» REQUIRED WORK:
a) Copy from the text on the Hiran region of Somalia, starting at "- • Total: 2,566,400" and ending at "the Hirshabelle State.".
b) Continue the text on the Hiran region of Somalia from its final sentence.

# EXTRACTED TEXT start

- Location of Hiiraan State
- Coordinates: 4°47′N 45°27′E﻿ / ﻿4.783°N 45.450°E
- Country: Somalia
- State: Hirshabelle
- Capital: Beledweyne

Government
- • Type: Regional Government
- • Governor: Ali Jeyto Osman

Area
- • Total: 31,510 km^{2} (12,170 sq mi)

Population (2019)
- • Total: 2,566,400
- • Density: 81.45/km^{2} (210.9/sq mi)
- Time zone: UTC+3 (EAT)
- Area code: 252
- ISO 3166 code: SO-HI
- HDI (2021): 0.291 low · 16th of 18

= Hiran, Somalia =

Region of Somalia

Hiran (Hiiraan, هيران) is an administrative region (gobol) in central Somalia and part of the Hirshabelle State.

# EXTRACTED TEXT end
# SUPPLIED ENTRIES start

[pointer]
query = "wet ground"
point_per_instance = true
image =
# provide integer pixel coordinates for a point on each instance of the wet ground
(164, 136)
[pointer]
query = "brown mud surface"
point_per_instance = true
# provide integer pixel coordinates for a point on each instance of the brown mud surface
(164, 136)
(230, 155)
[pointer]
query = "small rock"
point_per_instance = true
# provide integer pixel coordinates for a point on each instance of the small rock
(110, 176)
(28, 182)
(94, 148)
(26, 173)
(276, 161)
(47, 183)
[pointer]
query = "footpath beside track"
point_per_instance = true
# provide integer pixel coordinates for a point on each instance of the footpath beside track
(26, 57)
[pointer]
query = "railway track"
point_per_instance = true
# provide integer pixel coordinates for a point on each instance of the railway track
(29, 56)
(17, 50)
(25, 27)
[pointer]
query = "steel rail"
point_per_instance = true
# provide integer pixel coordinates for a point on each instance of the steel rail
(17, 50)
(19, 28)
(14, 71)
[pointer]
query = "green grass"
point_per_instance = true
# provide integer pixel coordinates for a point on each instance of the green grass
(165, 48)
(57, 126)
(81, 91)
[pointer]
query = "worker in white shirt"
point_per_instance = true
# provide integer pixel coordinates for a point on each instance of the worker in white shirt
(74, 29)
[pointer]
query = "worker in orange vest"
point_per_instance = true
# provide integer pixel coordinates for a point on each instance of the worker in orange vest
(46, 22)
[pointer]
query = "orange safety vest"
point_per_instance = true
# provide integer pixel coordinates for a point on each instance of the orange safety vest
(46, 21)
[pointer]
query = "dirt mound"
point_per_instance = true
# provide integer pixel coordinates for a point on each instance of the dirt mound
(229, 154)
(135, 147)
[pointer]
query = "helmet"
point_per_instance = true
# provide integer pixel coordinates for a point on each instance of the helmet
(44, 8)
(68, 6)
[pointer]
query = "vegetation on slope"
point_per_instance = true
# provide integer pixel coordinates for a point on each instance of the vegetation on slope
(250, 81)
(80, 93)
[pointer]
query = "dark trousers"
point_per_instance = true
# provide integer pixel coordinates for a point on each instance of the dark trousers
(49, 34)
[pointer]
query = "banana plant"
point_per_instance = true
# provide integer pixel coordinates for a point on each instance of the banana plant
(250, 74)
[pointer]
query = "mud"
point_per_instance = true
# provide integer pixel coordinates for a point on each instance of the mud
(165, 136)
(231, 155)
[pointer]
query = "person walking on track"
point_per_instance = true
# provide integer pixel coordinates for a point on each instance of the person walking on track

# SUPPLIED ENTRIES end

» OUTPUTS IN ORDER:
a)
- • Total: 2,566,400
- • Density: 81.45/km^{2} (210.9/sq mi)
- Time zone: UTC+3 (EAT)
- Area code: 252
- ISO 3166 code: SO-HI
- HDI (2021): 0.291 low · 16th of 18

= Hiran, Somalia =

Region of Somalia

Hiran (Hiiraan, هيران) is an administrative region (gobol) in central Somalia and part of the Hirshabelle State.

b)
==Overview==
Hiran is bordered by the Somali Region of Ethiopia (or the 1908 Convention Line) to the northwest and the Somali provinces of Galgudud to the northeast, Middle Shebelle (Shabeellaha Dhexe) to the south, Lower Shebelle (Shabellaha Hoose) to the southwest, and Bay and Bakool to the west. It is approximately 31,510 km^{2}. The Shebelle River flows into Hiran from Ethiopia, coursing through the provincial capital of Beledweyne.

==Districts==

According to the Somalia government's classification, Hiran Region consists of three districts:

1. Beledweyne District
2. Buloburde District
3. Jalalaqsi District

In May 2012, Governor Hiran appointed new governors for Mahas and Mataban Districts.

In August 2017, the Hirshabelle State, inaugurated the previous year, declared that where Hiran had previously had five districts, Beledweyne, Buloburde, Mahas, Jalalaqsi, and Mataban, it would have three new districts, Halgan, El Ali, Far-Libaax, bringing the number of districts to eight.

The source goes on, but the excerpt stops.